**About this task:**
The records below need to be set down again exactly; their images stay out.

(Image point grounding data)
--- START ---

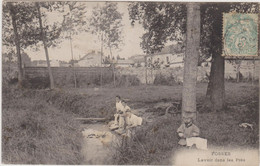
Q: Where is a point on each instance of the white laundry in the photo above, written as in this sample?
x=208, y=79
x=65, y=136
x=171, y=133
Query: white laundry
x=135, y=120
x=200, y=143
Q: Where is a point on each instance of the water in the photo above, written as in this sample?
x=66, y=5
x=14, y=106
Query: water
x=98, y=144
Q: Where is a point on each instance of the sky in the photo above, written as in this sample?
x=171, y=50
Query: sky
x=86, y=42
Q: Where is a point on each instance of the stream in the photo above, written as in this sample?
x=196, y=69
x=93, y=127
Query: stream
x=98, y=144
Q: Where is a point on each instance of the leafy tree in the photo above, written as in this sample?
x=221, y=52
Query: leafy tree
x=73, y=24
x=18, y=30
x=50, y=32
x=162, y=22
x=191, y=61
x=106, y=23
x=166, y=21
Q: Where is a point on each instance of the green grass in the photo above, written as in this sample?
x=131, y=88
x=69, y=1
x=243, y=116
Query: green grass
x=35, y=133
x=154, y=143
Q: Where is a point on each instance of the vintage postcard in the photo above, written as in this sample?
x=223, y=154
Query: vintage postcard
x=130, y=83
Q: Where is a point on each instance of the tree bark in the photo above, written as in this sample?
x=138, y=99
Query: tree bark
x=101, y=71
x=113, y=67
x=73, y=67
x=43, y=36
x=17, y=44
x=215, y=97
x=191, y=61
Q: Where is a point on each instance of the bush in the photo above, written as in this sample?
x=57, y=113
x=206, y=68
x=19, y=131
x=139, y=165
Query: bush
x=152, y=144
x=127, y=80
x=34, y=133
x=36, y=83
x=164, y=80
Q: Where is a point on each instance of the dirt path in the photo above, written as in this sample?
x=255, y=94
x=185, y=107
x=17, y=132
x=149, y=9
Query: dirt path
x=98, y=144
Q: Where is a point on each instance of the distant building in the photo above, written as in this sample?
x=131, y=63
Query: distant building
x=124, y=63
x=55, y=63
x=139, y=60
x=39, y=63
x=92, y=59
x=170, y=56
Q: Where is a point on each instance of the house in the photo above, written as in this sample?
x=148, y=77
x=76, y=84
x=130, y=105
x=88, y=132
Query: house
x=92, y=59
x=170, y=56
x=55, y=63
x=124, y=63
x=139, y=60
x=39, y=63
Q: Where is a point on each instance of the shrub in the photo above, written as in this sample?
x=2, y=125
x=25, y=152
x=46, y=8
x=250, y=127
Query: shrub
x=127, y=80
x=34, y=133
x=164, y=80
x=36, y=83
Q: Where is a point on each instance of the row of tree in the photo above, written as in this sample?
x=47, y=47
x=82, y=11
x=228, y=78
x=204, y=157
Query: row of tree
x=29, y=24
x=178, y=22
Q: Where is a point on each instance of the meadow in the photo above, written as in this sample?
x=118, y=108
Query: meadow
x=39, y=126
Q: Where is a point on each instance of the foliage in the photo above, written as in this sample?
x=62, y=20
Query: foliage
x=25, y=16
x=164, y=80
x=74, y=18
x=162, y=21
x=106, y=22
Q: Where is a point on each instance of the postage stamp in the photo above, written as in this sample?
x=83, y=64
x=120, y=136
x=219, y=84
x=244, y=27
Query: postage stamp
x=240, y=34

--- END ---

**Written solution:**
Q: Where is a point on each instance of the white laundry in the photo above, written as in this sample?
x=208, y=79
x=65, y=136
x=171, y=133
Query: white laundry
x=135, y=120
x=200, y=143
Q: Where is a point on each instance of the water in the photo above, written as in this sample?
x=66, y=5
x=14, y=106
Query: water
x=98, y=144
Q: Where is a point on each instance of the sky in the photo above, written as in this sample?
x=171, y=50
Query: sky
x=86, y=42
Q: Where is a point on each instance of the stream in the photo above, written as in this sample?
x=196, y=69
x=93, y=127
Query: stream
x=98, y=144
Q: Where is a point on each instance of the leafy tree in the photo above, written as in this sample?
x=221, y=52
Query: leafy tree
x=73, y=24
x=18, y=30
x=50, y=32
x=162, y=22
x=191, y=61
x=106, y=23
x=166, y=21
Q: Where is a point on each instance of the green grass in the photo above, written as in this sample?
x=131, y=88
x=69, y=1
x=243, y=116
Query: green grass
x=35, y=133
x=154, y=143
Q: Where is a point on each instance of the vintage postcard in the photo above, written as in this sample?
x=223, y=154
Query: vintage postcard
x=130, y=83
Q: Where is a point on each instance of the tree bark in the photo above, written as in this sample?
x=138, y=99
Query: tree bark
x=101, y=71
x=113, y=67
x=73, y=67
x=43, y=36
x=17, y=44
x=215, y=97
x=191, y=61
Q: Where is a point on each instance of the bush in the photo above, written as in this sample?
x=57, y=113
x=206, y=68
x=19, y=131
x=139, y=165
Query: bush
x=152, y=144
x=127, y=80
x=34, y=133
x=36, y=83
x=164, y=80
Q: Where is a point on each instance of the dirt path in the photo above, written as in this sample?
x=255, y=94
x=185, y=107
x=17, y=132
x=149, y=9
Query: dirt path
x=98, y=144
Q: Where is a point on each instance of the distant building in the photo above, written as in this sample?
x=131, y=63
Query: distant building
x=124, y=63
x=55, y=63
x=139, y=60
x=39, y=63
x=92, y=59
x=170, y=56
Q: Where is a point on each instance of the house in the photo above, written as in this sample?
x=148, y=77
x=76, y=84
x=130, y=105
x=88, y=132
Query: house
x=92, y=59
x=170, y=56
x=55, y=63
x=124, y=63
x=139, y=60
x=39, y=63
Q: Where is a point on each instance of the shrub in the photo above, written as in this sample?
x=2, y=125
x=25, y=152
x=46, y=8
x=250, y=127
Query: shrub
x=127, y=80
x=34, y=133
x=164, y=80
x=36, y=83
Q: Where is a point on each instance of the row of tree in the photo above, written as in this sample?
x=47, y=47
x=82, y=11
x=228, y=78
x=204, y=157
Query: row of tree
x=29, y=24
x=178, y=22
Q: Where is a point on each instance of the meadow in the photo above, written as in this sample?
x=118, y=108
Query: meadow
x=39, y=126
Q: Where is a point on each instance of the foliage in the photo above, written as in this sample?
x=62, y=20
Query: foliage
x=25, y=16
x=164, y=80
x=74, y=18
x=162, y=21
x=106, y=22
Q: Where is a point on each instance of the postage stamp in the photo above, written as in this sample?
x=83, y=64
x=120, y=136
x=219, y=84
x=244, y=27
Query: postage stamp
x=240, y=34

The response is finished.